[Page extract — start]

By now, you have probably heard the news. The New York Jets released Favre on Tuesday, a paperwork shuffle that nevertheless could have significant impact in the NFC North -- if Favre decides to un-retire. (Not that he's ever given us a reason to think he might do that, but....)
By releasing Favre at his request, the Jets nullified the so-called poison pill that previously had eliminated the possibility he could move to an NFC North team. Officially, Favre is now untethered and free to sign with any team if he chooses, with no penalty to either side. Favre had interest in one particular NFC North club last summer. It rhymes with "Binnebota" and we'll get to that in a minute.
Favre said in a statement Tuesday night that "nothing has changed." But he also inserted the dreaded "at this time" clause that gives you every reason to question whether he is 100 percent retired.
Jets general manager Mike Tannenbaum acknowledged that Favre's agent, Bus Cook, has been requesting the move for some time. Previously, Favre had been on the Jets' reserve/retired list and would have been under contract with them if he wanted to play again. For most retired players, that's a moot point because they have no intention of returning.
The Jets' decision to draft USC quarterback Mark Sanchez last weekend makes it unlikely they wanted Favre back. Favre's motivation for asking to be released is clear: To prevent the same situation he faced last summer in Green Bay, where the Packers had the right to determine his final destination.
Here is Favre's statement for all you sentence diagrammers out there.
"Bus and Mike have been talking about this for a while. Nothing has changed. At this time, I am retired and have no intention of returning to football.

[Page extract — finish]

## [Task goal]
Could you write out the article above on the Jets releasing Favre word for word, in full?

[Listed entries — start]

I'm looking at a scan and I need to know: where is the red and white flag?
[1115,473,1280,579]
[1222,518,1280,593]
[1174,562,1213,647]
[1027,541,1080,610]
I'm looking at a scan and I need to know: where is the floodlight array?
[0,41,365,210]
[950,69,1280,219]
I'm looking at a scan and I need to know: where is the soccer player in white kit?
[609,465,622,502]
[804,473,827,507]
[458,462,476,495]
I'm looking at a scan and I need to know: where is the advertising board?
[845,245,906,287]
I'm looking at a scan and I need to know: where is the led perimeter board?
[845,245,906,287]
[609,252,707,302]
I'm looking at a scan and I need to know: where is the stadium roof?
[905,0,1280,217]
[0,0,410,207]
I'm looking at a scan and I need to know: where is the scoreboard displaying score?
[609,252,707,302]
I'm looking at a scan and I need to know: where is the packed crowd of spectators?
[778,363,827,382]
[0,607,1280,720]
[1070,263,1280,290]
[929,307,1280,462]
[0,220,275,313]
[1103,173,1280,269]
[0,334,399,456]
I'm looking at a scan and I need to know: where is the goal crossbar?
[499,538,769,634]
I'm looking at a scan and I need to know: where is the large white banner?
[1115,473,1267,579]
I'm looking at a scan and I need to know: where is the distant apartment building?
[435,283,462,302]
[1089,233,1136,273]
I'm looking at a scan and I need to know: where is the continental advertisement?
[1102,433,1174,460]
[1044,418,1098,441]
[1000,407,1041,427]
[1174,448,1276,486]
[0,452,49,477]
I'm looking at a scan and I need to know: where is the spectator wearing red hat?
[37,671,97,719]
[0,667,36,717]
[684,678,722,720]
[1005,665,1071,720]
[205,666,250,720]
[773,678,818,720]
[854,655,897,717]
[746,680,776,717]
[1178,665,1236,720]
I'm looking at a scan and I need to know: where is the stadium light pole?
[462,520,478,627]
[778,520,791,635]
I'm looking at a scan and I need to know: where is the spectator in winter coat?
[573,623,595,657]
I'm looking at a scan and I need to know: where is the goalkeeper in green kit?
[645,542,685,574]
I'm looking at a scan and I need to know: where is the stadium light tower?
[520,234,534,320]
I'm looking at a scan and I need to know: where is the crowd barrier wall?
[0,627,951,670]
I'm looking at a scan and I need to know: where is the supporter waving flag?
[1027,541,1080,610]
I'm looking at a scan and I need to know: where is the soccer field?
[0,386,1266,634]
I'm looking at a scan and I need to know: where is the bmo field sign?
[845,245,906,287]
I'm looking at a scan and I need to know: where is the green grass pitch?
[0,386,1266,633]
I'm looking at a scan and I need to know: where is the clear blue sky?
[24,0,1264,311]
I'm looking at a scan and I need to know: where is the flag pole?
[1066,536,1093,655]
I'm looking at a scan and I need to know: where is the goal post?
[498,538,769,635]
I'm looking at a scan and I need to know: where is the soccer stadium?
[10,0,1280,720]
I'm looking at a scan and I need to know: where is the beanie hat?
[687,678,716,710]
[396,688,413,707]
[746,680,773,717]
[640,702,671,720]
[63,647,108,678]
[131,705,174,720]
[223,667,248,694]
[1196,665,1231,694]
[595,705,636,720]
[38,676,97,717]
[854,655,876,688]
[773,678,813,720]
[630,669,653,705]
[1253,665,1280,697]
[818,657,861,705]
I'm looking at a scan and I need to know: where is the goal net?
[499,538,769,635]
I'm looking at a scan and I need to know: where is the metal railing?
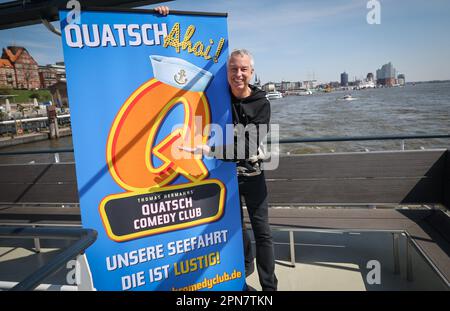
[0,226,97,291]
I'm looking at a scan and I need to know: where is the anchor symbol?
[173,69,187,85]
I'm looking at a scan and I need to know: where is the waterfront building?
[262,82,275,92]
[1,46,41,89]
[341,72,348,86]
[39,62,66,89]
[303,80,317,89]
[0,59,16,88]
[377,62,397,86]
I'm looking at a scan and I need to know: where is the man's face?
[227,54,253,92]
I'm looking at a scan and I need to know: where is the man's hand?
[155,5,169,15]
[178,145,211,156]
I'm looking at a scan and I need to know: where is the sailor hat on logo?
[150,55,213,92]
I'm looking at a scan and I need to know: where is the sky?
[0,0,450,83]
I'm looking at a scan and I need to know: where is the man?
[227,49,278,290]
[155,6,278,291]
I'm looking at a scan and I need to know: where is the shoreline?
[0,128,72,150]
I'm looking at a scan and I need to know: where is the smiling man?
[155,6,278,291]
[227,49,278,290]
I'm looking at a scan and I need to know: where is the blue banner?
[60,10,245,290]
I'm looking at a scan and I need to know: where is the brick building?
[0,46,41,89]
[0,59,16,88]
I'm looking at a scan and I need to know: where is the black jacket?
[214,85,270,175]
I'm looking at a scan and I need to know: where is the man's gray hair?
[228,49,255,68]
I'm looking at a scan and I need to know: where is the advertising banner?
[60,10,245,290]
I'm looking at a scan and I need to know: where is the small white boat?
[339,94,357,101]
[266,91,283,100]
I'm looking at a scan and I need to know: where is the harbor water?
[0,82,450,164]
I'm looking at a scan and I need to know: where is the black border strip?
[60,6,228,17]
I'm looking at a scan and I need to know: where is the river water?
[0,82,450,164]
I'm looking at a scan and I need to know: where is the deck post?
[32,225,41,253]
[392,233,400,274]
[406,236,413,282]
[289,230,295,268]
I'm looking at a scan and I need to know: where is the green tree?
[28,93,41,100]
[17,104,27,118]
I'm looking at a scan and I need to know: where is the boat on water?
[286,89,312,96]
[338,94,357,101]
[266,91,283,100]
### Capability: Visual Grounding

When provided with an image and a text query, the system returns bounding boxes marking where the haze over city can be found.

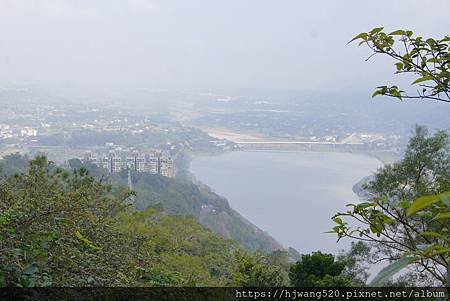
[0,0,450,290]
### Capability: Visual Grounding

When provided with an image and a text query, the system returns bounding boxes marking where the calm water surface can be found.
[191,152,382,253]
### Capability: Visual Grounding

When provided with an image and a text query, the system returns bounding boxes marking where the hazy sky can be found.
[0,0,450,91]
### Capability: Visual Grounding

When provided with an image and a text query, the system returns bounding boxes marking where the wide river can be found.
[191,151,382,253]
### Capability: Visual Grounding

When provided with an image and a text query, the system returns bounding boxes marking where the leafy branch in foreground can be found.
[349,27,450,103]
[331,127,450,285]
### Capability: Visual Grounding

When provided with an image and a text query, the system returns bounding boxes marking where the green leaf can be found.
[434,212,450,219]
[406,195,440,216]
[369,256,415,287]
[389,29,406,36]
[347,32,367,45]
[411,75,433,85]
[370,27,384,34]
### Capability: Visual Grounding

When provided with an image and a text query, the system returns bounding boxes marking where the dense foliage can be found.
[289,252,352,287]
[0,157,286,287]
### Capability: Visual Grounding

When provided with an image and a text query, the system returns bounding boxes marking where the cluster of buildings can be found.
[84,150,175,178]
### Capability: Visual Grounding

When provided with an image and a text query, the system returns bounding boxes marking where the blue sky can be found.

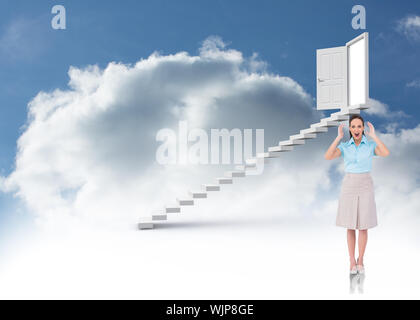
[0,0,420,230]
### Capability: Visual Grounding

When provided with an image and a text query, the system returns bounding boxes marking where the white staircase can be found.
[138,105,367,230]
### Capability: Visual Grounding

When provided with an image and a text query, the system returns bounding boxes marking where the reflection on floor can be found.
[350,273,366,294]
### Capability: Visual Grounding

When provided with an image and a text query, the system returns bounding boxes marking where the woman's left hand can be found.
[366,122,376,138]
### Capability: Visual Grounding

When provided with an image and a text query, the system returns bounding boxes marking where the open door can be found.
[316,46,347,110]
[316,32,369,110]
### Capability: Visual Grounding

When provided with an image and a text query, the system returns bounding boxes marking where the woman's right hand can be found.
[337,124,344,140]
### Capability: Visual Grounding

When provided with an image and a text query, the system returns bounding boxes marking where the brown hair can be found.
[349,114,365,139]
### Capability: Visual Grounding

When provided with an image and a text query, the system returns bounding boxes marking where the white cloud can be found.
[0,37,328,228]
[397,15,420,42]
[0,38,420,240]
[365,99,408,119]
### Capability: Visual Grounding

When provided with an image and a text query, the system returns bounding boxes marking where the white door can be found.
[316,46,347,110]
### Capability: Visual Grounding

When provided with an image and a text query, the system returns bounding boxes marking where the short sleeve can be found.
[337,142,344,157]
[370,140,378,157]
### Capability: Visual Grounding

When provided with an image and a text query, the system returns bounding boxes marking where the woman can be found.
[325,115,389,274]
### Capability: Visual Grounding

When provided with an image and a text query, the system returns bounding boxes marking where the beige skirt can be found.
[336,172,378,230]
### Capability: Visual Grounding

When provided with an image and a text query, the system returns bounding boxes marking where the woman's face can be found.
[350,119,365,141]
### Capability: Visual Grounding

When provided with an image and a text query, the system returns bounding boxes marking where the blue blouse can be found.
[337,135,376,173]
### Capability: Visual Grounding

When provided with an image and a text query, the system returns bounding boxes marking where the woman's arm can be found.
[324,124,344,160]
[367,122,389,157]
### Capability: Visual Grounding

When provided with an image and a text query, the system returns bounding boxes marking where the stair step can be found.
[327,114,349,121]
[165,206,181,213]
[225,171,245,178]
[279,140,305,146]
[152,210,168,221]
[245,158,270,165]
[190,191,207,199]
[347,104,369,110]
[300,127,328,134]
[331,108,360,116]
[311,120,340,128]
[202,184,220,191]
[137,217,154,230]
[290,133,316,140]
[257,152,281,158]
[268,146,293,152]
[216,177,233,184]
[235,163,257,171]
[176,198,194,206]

[Listed entries — finish]
[Listed entries — start]

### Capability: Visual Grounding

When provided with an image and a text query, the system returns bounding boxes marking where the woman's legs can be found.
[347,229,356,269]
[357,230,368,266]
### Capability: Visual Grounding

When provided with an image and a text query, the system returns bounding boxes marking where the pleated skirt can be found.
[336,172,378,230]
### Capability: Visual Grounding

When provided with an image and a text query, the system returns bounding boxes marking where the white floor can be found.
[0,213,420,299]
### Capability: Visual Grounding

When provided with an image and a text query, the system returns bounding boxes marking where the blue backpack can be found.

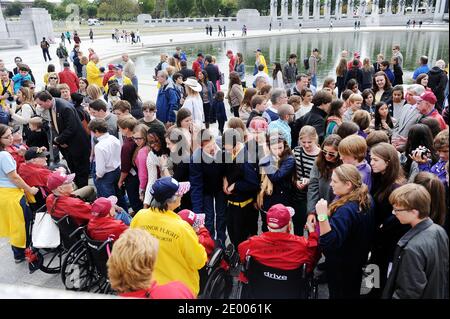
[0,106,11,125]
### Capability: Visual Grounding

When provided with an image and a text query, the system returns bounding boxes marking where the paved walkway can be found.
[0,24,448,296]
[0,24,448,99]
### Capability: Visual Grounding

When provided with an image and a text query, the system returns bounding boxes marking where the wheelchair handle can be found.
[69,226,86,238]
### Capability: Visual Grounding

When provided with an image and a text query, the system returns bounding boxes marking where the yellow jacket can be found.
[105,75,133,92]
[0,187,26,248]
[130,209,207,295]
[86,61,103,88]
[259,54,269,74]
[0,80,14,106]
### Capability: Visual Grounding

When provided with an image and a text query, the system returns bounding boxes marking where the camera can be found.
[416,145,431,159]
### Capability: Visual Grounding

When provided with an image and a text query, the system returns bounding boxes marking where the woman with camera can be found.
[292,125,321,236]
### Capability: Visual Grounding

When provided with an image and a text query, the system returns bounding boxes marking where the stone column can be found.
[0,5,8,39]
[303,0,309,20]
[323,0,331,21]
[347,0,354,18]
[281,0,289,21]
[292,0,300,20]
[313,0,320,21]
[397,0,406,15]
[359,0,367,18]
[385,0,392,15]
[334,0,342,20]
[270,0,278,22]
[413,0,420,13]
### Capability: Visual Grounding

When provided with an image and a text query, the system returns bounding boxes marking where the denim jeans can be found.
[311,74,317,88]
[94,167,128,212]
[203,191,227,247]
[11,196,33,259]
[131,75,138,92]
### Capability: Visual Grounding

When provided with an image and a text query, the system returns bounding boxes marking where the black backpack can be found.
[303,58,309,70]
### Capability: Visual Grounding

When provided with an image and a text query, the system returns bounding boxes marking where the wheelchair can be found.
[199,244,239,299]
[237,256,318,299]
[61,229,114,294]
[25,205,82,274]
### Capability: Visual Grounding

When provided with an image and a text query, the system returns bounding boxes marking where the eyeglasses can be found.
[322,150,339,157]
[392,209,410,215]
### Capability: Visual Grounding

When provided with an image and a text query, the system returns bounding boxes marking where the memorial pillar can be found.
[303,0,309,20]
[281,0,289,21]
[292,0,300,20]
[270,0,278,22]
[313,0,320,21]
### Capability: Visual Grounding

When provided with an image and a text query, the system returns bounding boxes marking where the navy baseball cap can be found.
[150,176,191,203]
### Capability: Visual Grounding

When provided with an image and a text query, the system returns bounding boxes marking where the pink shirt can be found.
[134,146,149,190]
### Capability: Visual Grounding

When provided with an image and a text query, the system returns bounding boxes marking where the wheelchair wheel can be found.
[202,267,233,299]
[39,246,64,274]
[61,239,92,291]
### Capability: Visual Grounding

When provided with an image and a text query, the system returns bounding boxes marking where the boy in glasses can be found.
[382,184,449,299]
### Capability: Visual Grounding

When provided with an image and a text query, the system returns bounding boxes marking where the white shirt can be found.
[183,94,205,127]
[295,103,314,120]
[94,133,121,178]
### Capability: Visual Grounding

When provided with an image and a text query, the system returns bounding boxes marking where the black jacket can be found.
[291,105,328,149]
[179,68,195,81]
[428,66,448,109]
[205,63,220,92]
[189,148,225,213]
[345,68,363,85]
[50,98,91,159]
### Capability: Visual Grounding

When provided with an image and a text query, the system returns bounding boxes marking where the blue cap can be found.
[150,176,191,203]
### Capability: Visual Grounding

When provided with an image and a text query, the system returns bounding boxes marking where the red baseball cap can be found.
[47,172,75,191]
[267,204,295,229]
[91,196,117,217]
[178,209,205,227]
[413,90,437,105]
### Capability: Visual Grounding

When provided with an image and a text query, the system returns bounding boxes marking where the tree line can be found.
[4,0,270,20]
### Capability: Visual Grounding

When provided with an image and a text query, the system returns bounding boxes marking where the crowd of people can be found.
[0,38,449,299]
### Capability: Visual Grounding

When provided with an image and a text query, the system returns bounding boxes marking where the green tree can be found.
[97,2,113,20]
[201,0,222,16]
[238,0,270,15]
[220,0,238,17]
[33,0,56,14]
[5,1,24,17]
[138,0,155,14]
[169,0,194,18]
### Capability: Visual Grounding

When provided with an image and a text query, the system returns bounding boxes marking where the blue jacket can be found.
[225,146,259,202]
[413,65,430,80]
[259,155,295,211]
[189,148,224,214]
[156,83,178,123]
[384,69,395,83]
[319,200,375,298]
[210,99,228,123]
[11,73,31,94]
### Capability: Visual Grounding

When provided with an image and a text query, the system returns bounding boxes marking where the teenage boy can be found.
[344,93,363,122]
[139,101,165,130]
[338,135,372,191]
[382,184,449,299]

[Listed entries — finish]

## [Solution to this problem]
By now, you have probably heard the news. The New York Jets released Favre on Tuesday, a paperwork shuffle that nevertheless could have significant impact in the NFC North -- if Favre decides to un-retire. (Not that he's ever given us a reason to think he might do that, but....)
By releasing Favre at his request, the Jets nullified the so-called poison pill that previously had eliminated the possibility he could move to an NFC North team. Officially, Favre is now untethered and free to sign with any team if he chooses, with no penalty to either side. Favre had interest in one particular NFC North club last summer. It rhymes with "Binnebota" and we'll get to that in a minute.
Favre said in a statement Tuesday night that "nothing has changed." But he also inserted the dreaded "at this time" clause that gives you every reason to question whether he is 100 percent retired.
Jets general manager Mike Tannenbaum acknowledged that Favre's agent, Bus Cook, has been requesting the move for some time. Previously, Favre had been on the Jets' reserve/retired list and would have been under contract with them if he wanted to play again. For most retired players, that's a moot point because they have no intention of returning.
The Jets' decision to draft USC quarterback Mark Sanchez last weekend makes it unlikely they wanted Favre back. Favre's motivation for asking to be released is clear: To prevent the same situation he faced last summer in Green Bay, where the Packers had the right to determine his final destination.
Here is Favre's statement for all you sentence diagrammers out there.
"Bus and Mike have been talking about this for a while. Nothing has changed. At this time, I am retired and have no intention of returning to football.